▸ Selected excerpt
■ ■ ■ ■

Pages

Saturday 20 June 2015

Depression kicks you in the teeth

Patty cake patty cake bakers men
Put my mommy together again
Kiss her, pat her, mark her with "OK"
And help her smile sincerely today


I don't know where it springs up from.  I don't know why it hits so hard.  I don't know why, when I have such amazing little boys that smile at me, that need me, that make my world so beautiful, that I feel like crying.  Most days it's just a fleeting moment.  Some days it will last through the morning.

Today Alex has declared me a robot with a box on my hand.  He just gave himself a banana trophy for being a giraffe that locked up monsters in his room -Then he married a T-rex.  As I write, we are trying on fake mustaches.

■ ■ ■ ■

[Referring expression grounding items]
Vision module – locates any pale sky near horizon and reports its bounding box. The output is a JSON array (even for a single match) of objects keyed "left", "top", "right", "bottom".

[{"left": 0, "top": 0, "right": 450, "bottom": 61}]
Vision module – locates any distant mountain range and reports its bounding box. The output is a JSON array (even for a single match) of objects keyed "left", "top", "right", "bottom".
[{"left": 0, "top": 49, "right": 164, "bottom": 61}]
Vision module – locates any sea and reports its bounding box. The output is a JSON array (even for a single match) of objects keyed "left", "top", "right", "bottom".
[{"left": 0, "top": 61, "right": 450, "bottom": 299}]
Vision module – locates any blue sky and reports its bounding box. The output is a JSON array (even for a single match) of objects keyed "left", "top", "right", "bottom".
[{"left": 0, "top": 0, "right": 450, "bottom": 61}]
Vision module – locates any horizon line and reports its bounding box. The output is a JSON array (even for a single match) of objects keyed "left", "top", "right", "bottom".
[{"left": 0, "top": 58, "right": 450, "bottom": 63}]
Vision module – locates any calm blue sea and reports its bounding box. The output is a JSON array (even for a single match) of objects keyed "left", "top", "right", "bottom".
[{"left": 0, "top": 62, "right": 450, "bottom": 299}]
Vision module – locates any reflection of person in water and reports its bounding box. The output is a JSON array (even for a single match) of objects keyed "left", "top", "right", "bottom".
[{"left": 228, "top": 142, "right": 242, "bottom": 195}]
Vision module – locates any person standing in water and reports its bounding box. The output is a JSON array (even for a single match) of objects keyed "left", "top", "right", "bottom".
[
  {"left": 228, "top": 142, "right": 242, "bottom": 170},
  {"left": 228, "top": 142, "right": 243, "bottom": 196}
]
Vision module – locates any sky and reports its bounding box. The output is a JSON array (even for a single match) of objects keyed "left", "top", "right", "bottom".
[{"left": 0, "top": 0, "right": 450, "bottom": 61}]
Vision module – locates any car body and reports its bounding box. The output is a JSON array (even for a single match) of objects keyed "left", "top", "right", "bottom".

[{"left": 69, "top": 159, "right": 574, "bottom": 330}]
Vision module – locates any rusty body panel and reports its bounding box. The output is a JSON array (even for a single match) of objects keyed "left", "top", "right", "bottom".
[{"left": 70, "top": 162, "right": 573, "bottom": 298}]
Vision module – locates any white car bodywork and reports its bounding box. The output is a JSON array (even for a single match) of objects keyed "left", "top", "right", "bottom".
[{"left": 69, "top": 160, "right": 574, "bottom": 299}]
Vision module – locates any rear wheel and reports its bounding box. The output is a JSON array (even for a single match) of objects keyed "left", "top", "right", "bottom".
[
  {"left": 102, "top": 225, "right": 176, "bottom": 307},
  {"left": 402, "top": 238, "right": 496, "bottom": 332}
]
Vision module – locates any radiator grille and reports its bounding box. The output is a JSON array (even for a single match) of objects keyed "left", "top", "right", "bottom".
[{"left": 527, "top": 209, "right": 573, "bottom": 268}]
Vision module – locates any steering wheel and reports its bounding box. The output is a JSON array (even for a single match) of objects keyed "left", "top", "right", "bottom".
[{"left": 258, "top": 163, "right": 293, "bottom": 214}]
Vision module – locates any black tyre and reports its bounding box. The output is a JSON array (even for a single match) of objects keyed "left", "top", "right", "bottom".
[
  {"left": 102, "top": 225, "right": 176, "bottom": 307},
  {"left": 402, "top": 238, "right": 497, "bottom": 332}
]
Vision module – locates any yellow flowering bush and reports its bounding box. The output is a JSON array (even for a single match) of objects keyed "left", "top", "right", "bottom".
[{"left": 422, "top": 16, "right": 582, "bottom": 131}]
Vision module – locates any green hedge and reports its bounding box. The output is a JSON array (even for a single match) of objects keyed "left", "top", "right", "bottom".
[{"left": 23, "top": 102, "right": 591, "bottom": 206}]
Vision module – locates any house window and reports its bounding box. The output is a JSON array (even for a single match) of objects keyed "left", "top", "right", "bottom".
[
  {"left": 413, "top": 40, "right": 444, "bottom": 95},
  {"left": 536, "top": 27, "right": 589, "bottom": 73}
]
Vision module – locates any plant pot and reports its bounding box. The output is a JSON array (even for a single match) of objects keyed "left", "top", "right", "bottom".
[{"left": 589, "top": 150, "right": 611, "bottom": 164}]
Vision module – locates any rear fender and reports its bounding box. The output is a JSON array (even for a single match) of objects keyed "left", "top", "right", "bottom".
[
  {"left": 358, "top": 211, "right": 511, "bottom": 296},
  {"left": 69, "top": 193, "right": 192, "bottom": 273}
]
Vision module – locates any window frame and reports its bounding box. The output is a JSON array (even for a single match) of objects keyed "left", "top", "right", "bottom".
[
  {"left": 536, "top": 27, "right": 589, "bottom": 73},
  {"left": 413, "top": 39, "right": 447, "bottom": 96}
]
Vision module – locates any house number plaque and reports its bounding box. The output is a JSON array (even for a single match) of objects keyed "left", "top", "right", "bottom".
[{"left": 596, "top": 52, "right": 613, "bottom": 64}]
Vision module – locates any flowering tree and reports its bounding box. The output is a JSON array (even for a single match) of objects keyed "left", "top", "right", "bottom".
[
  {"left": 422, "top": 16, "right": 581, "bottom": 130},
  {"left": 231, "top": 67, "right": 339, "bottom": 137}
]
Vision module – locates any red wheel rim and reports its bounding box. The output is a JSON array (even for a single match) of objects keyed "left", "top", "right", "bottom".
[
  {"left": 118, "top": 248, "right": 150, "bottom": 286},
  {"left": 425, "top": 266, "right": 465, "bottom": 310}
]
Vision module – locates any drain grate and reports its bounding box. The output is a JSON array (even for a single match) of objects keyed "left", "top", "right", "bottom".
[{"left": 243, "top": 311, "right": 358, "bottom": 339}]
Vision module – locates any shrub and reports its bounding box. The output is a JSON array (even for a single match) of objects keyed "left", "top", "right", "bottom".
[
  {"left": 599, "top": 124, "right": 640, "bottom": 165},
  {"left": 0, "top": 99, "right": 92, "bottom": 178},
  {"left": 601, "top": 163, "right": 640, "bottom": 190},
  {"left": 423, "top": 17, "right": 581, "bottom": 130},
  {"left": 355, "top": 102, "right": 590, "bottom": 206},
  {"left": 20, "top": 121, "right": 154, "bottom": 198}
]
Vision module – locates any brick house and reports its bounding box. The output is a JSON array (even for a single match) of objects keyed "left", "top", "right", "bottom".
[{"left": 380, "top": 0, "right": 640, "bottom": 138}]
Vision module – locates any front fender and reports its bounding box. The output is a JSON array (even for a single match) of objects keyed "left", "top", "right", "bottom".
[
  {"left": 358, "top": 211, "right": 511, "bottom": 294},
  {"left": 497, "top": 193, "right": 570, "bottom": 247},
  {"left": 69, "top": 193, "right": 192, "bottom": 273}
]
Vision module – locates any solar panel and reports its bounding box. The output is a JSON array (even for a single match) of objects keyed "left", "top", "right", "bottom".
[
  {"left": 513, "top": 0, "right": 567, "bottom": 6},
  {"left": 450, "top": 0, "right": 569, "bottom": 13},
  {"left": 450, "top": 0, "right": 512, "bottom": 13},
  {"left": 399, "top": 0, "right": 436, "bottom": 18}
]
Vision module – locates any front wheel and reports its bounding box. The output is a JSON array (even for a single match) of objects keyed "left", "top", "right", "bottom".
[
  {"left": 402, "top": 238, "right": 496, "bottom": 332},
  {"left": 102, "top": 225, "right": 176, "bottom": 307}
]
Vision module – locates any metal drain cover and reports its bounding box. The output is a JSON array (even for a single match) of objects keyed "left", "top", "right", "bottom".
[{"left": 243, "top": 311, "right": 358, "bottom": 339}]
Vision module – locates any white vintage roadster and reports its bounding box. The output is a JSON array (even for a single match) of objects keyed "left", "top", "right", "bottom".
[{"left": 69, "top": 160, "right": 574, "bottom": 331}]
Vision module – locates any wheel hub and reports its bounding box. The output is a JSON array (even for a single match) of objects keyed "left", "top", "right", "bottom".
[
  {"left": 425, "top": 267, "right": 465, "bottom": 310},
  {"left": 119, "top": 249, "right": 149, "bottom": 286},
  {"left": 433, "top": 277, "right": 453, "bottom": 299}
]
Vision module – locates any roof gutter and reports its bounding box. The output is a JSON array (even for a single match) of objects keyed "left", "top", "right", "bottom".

■ ■ ■ ■

▸ Work instruction 1
In the blog post, what has Alex declared the writer to be today?
▸ Work instruction 2
Summarize the blog post in two sentences.

▸ Answer box 1
A robot with a box on its hand.

▸ Answer box 2
The writer does not know where depression comes from or why it hits so hard, and feels like crying despite having amazing little boys who make the world beautiful; most days the feeling is fleeting, but some days it lasts through the morning. Today Alex has declared the writer a robot, given himself a banana trophy for locking up monsters as a giraffe, and married a T-rex, and as the writer writes they are trying on fake mustaches.